[Exercise input Boundary: Start]

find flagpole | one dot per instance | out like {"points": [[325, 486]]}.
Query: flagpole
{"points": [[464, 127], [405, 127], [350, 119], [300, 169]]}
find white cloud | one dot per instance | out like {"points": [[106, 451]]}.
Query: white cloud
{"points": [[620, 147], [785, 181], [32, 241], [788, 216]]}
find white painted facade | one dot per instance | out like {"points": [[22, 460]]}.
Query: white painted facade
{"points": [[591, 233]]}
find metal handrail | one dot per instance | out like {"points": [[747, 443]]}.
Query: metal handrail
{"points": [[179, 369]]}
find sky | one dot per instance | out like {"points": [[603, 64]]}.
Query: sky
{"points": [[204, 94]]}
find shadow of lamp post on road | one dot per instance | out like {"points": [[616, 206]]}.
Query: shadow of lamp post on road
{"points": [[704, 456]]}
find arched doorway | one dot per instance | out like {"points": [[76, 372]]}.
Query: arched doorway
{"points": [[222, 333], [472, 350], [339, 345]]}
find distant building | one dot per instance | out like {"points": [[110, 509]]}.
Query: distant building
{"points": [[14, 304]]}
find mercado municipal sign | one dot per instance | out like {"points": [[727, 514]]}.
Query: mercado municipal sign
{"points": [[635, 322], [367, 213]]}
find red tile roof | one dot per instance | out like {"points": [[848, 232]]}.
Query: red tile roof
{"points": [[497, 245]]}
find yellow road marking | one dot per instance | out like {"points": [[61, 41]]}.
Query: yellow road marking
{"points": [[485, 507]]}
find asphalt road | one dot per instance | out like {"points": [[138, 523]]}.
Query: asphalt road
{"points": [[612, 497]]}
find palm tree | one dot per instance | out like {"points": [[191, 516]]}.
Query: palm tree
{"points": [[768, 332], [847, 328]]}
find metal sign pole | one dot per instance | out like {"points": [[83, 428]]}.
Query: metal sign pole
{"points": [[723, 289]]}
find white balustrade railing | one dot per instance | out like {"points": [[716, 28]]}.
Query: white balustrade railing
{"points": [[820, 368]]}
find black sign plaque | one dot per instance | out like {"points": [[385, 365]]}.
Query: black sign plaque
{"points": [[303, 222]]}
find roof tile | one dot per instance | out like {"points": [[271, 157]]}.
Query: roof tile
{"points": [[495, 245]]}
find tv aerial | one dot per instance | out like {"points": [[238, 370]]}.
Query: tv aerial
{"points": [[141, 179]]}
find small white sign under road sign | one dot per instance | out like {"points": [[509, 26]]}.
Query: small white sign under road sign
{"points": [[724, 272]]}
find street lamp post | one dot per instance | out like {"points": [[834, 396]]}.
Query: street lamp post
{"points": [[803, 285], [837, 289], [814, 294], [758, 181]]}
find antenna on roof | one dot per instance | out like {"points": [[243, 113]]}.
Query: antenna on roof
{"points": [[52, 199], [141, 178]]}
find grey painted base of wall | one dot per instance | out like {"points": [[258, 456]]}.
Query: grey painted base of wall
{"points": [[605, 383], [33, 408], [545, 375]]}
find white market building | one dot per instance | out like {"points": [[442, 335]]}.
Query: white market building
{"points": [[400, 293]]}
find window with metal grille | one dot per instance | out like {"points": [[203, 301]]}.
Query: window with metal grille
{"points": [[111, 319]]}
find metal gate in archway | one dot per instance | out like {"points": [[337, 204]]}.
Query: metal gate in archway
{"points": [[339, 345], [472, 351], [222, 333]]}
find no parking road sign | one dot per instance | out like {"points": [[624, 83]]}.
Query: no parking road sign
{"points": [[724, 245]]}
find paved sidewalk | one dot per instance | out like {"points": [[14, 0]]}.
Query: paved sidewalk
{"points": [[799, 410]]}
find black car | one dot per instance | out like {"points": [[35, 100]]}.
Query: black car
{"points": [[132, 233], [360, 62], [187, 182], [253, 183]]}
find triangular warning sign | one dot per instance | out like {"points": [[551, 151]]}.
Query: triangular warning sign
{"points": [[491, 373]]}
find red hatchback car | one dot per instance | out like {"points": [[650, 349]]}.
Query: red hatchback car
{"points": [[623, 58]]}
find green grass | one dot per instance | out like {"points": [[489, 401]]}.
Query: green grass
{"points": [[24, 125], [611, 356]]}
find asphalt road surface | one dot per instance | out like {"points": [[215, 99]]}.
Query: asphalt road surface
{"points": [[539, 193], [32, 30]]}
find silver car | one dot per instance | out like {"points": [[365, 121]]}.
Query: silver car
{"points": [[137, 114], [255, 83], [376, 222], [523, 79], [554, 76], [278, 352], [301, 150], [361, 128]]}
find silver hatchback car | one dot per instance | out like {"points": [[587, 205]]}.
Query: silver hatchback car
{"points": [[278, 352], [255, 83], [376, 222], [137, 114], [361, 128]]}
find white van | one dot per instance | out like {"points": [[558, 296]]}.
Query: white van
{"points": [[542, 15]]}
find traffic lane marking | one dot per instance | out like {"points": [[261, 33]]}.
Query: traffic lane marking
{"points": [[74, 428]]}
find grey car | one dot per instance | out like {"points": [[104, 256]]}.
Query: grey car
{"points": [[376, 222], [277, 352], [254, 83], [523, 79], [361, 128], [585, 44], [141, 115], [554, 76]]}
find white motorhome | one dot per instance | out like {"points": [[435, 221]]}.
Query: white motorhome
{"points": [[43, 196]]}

[Exercise input Boundary: End]

* _Exercise_: Would you please repeat exactly the lines above, starting at the line with "Query: distant building" and stopping at the line with "find roof tile", both included?

* _Solution_:
Query: distant building
{"points": [[14, 304]]}
find mercado municipal sign | one dot per instance | out like {"points": [[727, 514]]}.
Query: mercado municipal sign
{"points": [[635, 322], [367, 213]]}
find red tile roof | one dot per instance | out like {"points": [[848, 232]]}.
Query: red tile roof
{"points": [[497, 245]]}
find yellow road marking | one dot per instance | out like {"points": [[61, 41]]}.
Query: yellow road marking
{"points": [[485, 507]]}
find asphalt road | one dot per instance | out like {"points": [[138, 523]]}.
Query: asphalt road
{"points": [[612, 497]]}
find palm tree | one dot per instance | out like {"points": [[191, 516]]}.
Query: palm tree
{"points": [[768, 332], [847, 328]]}
find metal sign pole | one dot per instance | out like {"points": [[83, 428]]}.
Query: metal sign pole
{"points": [[723, 289]]}
find white balustrade railing | one dot per instance | out like {"points": [[716, 28]]}.
Query: white balustrade railing
{"points": [[820, 368]]}
find black sign plaque | one dot per instance | out like {"points": [[385, 365]]}.
Query: black sign plaque
{"points": [[303, 222]]}
find roof tile | one dot per instance | out like {"points": [[271, 157]]}.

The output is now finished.